→ GIVEN REQUEST: Can you format the records, from their first line through the line containing "171 187 L 174" (both included), as a Markdown table with a Row column for the row number and a Line column for the line itself, leaving out blank lines?
= = =
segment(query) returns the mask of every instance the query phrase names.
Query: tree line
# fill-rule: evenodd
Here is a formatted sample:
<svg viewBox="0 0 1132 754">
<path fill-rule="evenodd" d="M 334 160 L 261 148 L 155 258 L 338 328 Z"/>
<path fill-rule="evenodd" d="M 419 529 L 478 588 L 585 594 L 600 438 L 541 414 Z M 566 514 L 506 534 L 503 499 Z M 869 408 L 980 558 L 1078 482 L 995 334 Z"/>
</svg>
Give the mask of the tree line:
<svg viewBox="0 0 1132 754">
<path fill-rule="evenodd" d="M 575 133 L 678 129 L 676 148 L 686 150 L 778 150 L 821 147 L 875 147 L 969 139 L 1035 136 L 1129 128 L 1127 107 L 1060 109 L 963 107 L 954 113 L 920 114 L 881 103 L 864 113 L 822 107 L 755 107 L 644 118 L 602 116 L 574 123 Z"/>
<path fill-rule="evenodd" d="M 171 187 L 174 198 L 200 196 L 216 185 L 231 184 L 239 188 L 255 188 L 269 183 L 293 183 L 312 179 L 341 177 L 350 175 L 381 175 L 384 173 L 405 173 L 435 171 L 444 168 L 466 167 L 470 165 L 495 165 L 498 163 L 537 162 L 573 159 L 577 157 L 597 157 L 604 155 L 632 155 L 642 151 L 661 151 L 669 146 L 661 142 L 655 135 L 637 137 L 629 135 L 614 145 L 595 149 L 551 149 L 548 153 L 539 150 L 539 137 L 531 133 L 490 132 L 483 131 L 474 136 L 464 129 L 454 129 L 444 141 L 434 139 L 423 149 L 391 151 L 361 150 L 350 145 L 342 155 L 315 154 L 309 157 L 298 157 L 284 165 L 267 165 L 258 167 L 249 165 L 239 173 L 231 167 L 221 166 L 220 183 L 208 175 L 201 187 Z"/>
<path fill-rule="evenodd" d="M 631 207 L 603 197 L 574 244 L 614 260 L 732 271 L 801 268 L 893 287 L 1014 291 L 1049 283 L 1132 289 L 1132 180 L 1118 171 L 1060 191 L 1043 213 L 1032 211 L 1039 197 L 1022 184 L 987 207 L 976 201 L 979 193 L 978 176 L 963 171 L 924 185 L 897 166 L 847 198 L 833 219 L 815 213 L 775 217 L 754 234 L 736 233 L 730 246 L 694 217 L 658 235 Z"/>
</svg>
= = =
→ WRITTEN ANSWER:
| Row | Line |
|---|---|
| 1 | segment(query) returns the mask of every instance the query phrase names. |
| 2 | Query: tree line |
| 3 | # fill-rule: evenodd |
| 4 | Here is a formatted sample: |
| 5 | <svg viewBox="0 0 1132 754"> |
| 6 | <path fill-rule="evenodd" d="M 334 160 L 261 148 L 155 258 L 338 328 Z"/> |
| 7 | <path fill-rule="evenodd" d="M 419 529 L 478 588 L 585 594 L 600 438 L 541 414 Z M 566 514 L 506 534 L 503 499 Z M 869 408 L 980 558 L 1078 482 L 995 334 Z"/> |
| 8 | </svg> |
| 9 | Give the mask of the tree line: |
| 10 | <svg viewBox="0 0 1132 754"> |
| 11 | <path fill-rule="evenodd" d="M 575 133 L 678 129 L 676 148 L 686 150 L 778 150 L 821 147 L 875 147 L 969 139 L 1035 136 L 1129 128 L 1127 107 L 1060 109 L 963 107 L 954 113 L 920 114 L 881 103 L 864 113 L 822 107 L 755 107 L 644 118 L 602 116 L 574 123 Z"/> |
| 12 | <path fill-rule="evenodd" d="M 171 187 L 174 198 L 200 196 L 216 185 L 231 184 L 239 188 L 255 188 L 269 183 L 293 183 L 312 179 L 341 177 L 350 175 L 381 175 L 384 173 L 405 173 L 435 171 L 444 168 L 466 167 L 470 165 L 495 165 L 498 163 L 537 162 L 573 159 L 577 157 L 597 157 L 604 155 L 632 155 L 642 151 L 661 151 L 669 146 L 661 142 L 655 135 L 637 137 L 629 135 L 614 145 L 595 149 L 551 149 L 548 153 L 539 150 L 539 137 L 531 133 L 490 132 L 483 131 L 474 136 L 464 129 L 454 129 L 444 141 L 434 139 L 423 149 L 391 151 L 361 150 L 350 145 L 342 155 L 315 154 L 309 157 L 298 157 L 284 165 L 267 165 L 258 167 L 249 165 L 239 173 L 231 167 L 221 166 L 220 183 L 208 175 L 201 187 Z"/> |